**SOURCE DOCUMENT**

┏━━

Trialogue—each of the three participants has to speak in turn. Each can take a different position. For instance, A may ask a question, B answer and C comments. The comment must be relevant to what A and B have said and must enhance the meaning. Then the cycle continues. Other roles are possible: for instance, A may speak from intellect, B from feeling and C from sensation. | |
Tetralogue—with four participants the possibilities become even richer. “Out of several possibilities, the following structure for the roles of A, B, C and D seems to work best. A expresses some view on the topic. B then expresses a contrary, alternative, view (cf. dyalogue). In turn, C expresses an enhanced, supportive version of B’s view. D then expresses a contrary view to C; and A must then express a view supportive of D! And so on.” Blake also notes that tetralogue has a number of similarities with Isaac’s version of Kantor's four roles and suggests that it could be used to help people become more sensitive to the flow of positions in an effective dialogue. |
(See more at http://www.duversity.org/ideas)
The Milan Group of systematic family therapists was greatly influenced by the work of Gregory Bateson who came to believe that families are systems of individuals who are themselves systems. Mind, body, action and the bodies acted upon are all part of a circuit of mental activity. The mind/body dichotomy is thereby dissolved. What in linear dualistic thinking might be called a disease of the mind became for Bateson a result of patterns of interaction in the client’s system, probably the family system. The Milan therapists developed a range of interventions designed to help family members become aware of some of the patterns of interaction which they habitually repeated.
Some consultants have used some of these interventions in their work in organisations. One of the most widely-used is ‘circular questioning.’ Essentially, it consists of avoiding the direct question and instead asking a less direct question, often of someone else—“Peter, what is your sense of the way John is feeling about Jane’s point of view?”
There are three aspects to circular questioning as practiced by the Milan therapists. The first is to do with helping people shift perspective. Instead of asking John, as a first-person participant, why he feels the meeting is a waste of time, Peter is asked to act as observer and offer his comments. In this way the patterns of interaction start to become explicit and John receives feedback about his interactions with Jane.
Secondly, circular questioning can help with neutrality—instead of the therapist or consultant engaging directly with the client or offering feedback, the responsibility is put back into the system. This is not to say that the consultant or therapist is outside the system; family therapists will ask themselves circular questions in the presence of the client: “What do you think the biggest challenge this board is currently facing?” Again, being confronted with this indirect feedback from the consultants can help make the tacit assumptions of the group become clearer.
The third aspect of the Milan approach involves hypothesising. The therapists will ask questions which trigger exploration of possible explanations for behaviour patterns: “what benefits do you think there might be for the board in failing to come to a decision about this matter?”

┗━━

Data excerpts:
┏━━

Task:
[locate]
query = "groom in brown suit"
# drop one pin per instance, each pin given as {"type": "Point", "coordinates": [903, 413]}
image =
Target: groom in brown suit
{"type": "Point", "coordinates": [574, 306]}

┗━━

**EXERCISES TO COMPLETE**
a - Answer these questions from the passage on dialogue and circular questioning:
(i) In a tetralogue, what kind of view does B express after A gives a view on the topic?
(ii) Whose work greatly influenced the Milan Group of systematic family therapists?
(iii) What does the third aspect of the Milan approach involve?
b - Copy the passage on dialogue and circular questioning word for word, starting at "Secondly, circular questioning" and ending at "group become clearer.".
The material has no role here.

**RESULTS OF THE TASKS**
a -
(i) A contrary, alternative view.
(ii) Gregory Bateson's.
(iii) Hypothesising.

b -
Secondly, circular questioning can help with neutrality—instead of the therapist or consultant engaging directly with the client or offering feedback, the responsibility is put back into the system. This is not to say that the consultant or therapist is outside the system; family therapists will ask themselves circular questions in the presence of the client: “What do you think the biggest challenge this board is currently facing?” Again, being confronted with this indirect feedback from the consultants can help make the tacit assumptions of the group become clearer.